» **Record set**:
%%

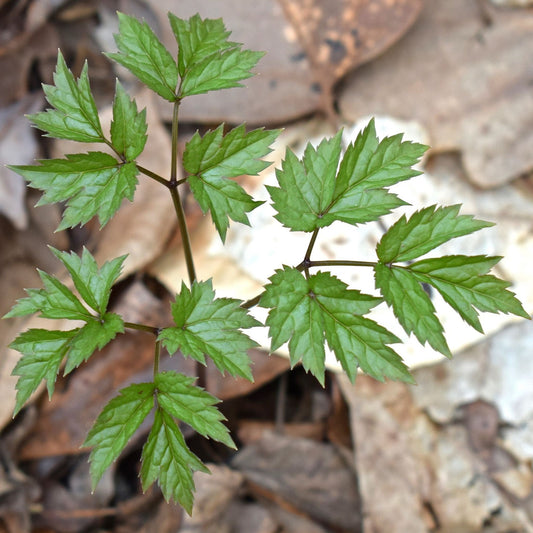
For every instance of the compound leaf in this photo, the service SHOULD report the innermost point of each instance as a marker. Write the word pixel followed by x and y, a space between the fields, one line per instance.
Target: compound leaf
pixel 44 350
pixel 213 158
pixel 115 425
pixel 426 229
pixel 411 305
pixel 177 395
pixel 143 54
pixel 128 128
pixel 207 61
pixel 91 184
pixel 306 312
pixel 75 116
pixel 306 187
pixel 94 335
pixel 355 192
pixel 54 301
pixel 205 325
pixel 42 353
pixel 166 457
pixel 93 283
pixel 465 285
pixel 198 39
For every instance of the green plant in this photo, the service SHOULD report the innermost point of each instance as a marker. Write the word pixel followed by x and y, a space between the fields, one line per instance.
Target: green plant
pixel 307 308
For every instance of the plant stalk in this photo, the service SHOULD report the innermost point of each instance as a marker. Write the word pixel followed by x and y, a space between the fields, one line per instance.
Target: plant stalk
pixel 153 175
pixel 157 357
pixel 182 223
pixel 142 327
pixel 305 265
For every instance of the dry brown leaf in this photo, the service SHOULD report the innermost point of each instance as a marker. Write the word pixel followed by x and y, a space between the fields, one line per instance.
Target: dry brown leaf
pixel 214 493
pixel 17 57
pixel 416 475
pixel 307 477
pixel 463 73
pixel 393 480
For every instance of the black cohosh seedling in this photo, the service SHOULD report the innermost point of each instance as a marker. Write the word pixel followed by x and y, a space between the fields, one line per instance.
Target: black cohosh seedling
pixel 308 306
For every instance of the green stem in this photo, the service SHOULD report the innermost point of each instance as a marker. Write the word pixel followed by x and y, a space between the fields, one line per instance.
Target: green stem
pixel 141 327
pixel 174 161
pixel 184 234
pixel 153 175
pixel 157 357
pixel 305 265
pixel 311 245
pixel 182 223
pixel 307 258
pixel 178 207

%%
%%

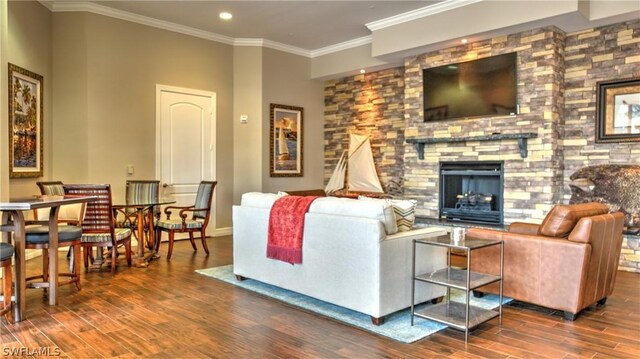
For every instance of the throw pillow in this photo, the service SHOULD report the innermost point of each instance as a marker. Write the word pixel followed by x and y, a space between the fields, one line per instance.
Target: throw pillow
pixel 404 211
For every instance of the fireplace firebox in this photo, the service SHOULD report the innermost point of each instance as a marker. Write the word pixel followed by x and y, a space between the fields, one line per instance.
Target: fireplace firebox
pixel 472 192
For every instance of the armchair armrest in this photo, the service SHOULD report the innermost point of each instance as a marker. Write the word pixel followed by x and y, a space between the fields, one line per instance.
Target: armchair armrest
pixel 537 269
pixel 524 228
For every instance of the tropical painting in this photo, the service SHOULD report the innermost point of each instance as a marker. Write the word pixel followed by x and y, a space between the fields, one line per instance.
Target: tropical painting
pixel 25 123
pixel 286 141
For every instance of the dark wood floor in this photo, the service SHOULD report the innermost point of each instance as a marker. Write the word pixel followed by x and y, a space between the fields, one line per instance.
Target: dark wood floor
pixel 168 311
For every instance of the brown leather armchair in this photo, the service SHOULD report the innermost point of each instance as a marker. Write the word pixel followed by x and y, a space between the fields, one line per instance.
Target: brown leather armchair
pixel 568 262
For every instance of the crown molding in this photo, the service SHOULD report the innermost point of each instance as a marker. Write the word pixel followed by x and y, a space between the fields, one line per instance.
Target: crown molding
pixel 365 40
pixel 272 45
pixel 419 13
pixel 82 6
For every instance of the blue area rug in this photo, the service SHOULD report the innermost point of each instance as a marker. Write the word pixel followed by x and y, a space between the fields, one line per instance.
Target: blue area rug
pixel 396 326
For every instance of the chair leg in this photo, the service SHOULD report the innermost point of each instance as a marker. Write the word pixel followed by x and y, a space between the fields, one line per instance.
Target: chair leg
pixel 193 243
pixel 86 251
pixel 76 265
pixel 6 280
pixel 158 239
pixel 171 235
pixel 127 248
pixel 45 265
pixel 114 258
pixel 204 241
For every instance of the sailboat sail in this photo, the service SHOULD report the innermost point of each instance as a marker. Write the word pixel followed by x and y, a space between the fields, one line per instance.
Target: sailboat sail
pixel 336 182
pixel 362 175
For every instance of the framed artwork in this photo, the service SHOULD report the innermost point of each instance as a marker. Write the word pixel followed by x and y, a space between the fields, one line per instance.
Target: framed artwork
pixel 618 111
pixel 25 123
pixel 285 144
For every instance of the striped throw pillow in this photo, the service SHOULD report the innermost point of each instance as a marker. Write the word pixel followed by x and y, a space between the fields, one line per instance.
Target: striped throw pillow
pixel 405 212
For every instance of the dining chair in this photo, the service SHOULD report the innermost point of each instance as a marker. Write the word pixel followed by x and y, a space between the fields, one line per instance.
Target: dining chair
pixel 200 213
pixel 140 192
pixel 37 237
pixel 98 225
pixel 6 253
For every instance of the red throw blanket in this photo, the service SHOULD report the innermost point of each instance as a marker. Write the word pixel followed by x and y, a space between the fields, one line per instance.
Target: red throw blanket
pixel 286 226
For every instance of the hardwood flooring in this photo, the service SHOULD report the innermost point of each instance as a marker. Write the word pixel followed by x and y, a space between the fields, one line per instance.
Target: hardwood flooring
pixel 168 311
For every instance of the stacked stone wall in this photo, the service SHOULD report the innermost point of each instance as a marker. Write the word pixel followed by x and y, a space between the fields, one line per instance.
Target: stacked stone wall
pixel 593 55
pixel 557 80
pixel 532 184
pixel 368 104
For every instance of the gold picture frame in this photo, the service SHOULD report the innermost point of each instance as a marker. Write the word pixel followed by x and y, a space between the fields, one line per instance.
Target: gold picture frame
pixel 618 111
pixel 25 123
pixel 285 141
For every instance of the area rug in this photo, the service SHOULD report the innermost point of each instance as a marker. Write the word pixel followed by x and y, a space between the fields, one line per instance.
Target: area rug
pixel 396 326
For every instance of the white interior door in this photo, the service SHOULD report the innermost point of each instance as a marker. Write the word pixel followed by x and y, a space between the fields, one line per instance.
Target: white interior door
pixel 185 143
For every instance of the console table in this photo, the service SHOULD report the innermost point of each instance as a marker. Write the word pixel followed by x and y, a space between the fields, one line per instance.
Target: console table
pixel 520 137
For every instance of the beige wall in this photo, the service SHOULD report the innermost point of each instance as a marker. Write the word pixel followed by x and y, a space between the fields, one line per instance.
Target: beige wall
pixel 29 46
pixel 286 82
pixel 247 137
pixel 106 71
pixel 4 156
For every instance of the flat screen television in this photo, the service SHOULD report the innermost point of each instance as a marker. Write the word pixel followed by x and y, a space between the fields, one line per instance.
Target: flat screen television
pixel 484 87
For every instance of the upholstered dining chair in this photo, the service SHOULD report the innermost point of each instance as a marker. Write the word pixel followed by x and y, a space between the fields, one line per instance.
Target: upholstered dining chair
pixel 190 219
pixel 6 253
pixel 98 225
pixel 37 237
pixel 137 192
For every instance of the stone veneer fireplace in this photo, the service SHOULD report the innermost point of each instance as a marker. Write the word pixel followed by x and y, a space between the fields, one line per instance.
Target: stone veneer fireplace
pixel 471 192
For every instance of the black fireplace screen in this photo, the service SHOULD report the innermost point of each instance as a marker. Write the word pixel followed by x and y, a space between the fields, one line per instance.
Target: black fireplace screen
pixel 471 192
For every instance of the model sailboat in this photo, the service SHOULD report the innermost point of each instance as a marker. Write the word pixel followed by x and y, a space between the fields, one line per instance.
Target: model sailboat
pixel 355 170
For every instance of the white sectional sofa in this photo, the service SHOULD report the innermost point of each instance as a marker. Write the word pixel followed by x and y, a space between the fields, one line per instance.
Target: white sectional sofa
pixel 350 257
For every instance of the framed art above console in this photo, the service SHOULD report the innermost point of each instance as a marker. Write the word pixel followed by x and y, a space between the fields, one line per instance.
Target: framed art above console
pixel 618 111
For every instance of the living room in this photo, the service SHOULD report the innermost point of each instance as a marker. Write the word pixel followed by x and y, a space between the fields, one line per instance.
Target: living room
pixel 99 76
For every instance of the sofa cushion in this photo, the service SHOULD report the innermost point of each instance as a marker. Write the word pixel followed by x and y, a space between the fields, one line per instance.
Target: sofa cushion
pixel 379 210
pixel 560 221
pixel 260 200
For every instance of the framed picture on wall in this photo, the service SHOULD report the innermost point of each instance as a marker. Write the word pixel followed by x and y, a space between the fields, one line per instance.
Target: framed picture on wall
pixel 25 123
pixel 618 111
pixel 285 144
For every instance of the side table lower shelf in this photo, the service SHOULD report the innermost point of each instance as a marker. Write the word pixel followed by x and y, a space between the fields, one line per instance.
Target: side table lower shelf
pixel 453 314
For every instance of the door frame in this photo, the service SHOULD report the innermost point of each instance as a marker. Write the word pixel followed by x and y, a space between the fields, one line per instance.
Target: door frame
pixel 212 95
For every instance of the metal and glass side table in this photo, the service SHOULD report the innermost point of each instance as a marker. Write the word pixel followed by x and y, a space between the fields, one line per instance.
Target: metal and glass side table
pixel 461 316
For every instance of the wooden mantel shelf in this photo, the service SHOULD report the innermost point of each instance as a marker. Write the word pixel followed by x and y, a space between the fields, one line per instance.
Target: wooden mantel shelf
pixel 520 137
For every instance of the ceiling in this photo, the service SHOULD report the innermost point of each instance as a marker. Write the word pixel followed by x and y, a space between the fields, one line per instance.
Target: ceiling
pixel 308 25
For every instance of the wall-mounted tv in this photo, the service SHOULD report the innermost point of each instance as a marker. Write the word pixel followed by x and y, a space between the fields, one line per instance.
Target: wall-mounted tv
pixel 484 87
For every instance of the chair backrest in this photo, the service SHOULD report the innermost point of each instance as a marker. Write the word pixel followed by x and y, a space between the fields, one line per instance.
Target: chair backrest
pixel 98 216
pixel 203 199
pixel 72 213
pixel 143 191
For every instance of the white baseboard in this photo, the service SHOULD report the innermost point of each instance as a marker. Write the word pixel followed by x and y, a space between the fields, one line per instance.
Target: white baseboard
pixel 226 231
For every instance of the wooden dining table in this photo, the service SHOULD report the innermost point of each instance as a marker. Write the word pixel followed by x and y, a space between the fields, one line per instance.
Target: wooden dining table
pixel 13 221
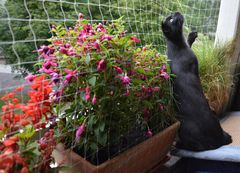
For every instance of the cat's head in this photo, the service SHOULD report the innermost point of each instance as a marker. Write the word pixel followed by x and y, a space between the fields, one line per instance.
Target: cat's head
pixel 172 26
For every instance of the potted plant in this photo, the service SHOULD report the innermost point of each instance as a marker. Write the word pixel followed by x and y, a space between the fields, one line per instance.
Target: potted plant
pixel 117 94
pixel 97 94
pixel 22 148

%%
%%

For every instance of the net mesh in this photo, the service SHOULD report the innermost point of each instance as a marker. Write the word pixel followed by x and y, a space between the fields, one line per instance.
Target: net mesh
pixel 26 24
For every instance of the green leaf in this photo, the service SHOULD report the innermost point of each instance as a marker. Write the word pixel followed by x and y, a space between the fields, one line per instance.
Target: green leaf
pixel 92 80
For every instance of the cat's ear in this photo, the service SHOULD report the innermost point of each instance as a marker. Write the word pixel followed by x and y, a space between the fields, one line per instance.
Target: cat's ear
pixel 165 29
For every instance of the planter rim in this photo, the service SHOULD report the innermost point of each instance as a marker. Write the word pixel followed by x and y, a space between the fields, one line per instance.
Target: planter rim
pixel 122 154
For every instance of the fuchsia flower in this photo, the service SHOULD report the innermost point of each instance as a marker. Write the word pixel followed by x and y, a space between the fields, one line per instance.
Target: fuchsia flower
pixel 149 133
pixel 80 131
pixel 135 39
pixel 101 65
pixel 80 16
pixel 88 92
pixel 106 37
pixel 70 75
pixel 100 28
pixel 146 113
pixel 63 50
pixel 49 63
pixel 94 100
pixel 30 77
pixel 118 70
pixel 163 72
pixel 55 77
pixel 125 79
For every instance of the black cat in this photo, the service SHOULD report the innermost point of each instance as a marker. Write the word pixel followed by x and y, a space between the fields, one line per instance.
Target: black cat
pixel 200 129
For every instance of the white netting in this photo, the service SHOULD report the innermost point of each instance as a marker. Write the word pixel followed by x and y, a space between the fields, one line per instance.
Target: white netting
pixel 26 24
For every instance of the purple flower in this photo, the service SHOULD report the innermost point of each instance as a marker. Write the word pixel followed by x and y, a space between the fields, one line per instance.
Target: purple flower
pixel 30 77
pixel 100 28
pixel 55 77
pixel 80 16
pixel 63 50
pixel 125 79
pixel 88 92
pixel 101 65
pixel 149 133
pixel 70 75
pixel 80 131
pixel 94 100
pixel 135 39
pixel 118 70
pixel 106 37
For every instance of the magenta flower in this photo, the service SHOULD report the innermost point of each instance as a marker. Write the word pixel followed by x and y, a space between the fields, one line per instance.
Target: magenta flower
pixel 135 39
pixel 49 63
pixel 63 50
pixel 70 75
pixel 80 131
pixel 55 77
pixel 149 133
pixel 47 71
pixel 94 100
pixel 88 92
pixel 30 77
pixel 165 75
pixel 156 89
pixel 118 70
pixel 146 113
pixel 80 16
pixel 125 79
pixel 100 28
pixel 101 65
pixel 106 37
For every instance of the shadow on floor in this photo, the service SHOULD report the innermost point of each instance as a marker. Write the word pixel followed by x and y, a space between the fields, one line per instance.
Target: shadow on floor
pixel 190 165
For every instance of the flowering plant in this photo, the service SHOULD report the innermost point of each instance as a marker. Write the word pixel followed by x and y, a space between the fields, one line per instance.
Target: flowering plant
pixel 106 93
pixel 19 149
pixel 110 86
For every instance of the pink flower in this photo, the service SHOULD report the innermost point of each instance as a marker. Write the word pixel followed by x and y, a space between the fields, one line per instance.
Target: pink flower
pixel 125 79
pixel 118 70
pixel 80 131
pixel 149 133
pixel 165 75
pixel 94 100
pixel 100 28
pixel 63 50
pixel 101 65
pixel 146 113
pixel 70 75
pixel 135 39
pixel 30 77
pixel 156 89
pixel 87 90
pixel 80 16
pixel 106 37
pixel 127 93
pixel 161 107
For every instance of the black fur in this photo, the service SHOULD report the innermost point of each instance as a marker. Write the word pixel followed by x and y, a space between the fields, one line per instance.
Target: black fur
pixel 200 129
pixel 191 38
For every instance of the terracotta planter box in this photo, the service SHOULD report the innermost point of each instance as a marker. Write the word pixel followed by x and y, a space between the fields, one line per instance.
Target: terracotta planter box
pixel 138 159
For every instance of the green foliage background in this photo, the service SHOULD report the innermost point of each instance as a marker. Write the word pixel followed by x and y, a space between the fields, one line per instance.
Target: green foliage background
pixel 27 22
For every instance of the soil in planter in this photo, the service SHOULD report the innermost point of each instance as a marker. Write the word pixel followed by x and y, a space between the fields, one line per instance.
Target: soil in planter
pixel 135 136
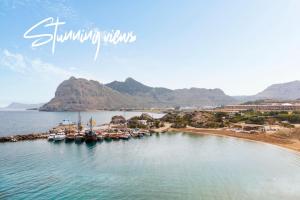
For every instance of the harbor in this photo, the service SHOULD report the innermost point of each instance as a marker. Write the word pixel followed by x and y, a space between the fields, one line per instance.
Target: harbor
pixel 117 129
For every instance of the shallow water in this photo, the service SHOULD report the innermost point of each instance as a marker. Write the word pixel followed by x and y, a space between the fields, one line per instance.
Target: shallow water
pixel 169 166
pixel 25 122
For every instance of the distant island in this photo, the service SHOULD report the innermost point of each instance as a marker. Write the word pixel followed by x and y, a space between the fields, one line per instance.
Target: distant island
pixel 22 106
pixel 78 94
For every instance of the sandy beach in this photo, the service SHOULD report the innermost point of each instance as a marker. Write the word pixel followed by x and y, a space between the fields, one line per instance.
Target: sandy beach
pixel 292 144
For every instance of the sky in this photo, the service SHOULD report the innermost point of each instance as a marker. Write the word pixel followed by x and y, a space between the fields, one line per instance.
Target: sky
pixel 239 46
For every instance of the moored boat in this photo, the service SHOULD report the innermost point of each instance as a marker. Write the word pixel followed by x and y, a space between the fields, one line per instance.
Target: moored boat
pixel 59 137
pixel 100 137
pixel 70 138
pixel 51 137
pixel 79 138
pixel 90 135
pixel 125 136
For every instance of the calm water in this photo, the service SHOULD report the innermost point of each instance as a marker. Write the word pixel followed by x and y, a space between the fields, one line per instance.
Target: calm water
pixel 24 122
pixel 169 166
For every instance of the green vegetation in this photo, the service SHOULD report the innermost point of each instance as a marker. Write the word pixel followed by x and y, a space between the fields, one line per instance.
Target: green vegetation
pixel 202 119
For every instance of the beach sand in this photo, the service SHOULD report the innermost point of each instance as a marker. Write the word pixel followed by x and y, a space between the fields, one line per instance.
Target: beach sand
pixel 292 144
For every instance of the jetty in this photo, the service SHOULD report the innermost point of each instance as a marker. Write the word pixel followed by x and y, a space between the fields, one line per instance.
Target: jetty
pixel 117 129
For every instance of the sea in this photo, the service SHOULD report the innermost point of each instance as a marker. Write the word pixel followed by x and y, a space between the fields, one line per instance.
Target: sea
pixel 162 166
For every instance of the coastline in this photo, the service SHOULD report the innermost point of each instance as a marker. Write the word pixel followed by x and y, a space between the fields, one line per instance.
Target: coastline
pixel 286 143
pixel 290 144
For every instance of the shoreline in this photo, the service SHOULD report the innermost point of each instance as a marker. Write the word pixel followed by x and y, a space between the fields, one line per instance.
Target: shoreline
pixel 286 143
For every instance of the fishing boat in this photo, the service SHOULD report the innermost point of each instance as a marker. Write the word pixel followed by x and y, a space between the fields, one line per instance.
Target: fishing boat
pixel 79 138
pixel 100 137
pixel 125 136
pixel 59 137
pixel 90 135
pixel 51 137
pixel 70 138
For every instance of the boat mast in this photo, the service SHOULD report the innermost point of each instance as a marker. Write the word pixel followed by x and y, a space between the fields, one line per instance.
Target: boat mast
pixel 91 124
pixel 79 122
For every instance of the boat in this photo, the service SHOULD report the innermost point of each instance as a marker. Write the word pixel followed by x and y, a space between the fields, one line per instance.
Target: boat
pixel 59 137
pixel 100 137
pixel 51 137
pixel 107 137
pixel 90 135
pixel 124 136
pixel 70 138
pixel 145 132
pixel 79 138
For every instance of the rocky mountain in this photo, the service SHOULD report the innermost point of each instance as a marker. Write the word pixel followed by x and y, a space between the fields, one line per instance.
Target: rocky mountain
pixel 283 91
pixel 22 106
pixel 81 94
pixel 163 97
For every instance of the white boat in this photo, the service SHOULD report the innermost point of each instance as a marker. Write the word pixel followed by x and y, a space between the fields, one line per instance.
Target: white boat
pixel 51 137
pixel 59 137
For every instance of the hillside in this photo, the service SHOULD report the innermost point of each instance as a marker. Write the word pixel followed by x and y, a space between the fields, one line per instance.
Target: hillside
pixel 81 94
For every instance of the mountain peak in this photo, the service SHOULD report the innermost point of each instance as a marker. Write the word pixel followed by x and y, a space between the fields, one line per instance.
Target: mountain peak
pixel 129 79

%%

» **Objective**: Transcribe word for word the lines of the entries above, from the line with "For every instance of the compound" up to and including the line with "pixel 75 116".

» **Final result**:
For every instance of the compound leaf in this photo, the service SHOULD report the innermost point of each instance as a marker. Write the word pixel followed by x and y, a space between the fields, one line per instance.
Target: compound leaf
pixel 44 350
pixel 213 158
pixel 115 425
pixel 426 229
pixel 411 305
pixel 177 395
pixel 143 54
pixel 128 128
pixel 207 61
pixel 91 184
pixel 306 312
pixel 75 116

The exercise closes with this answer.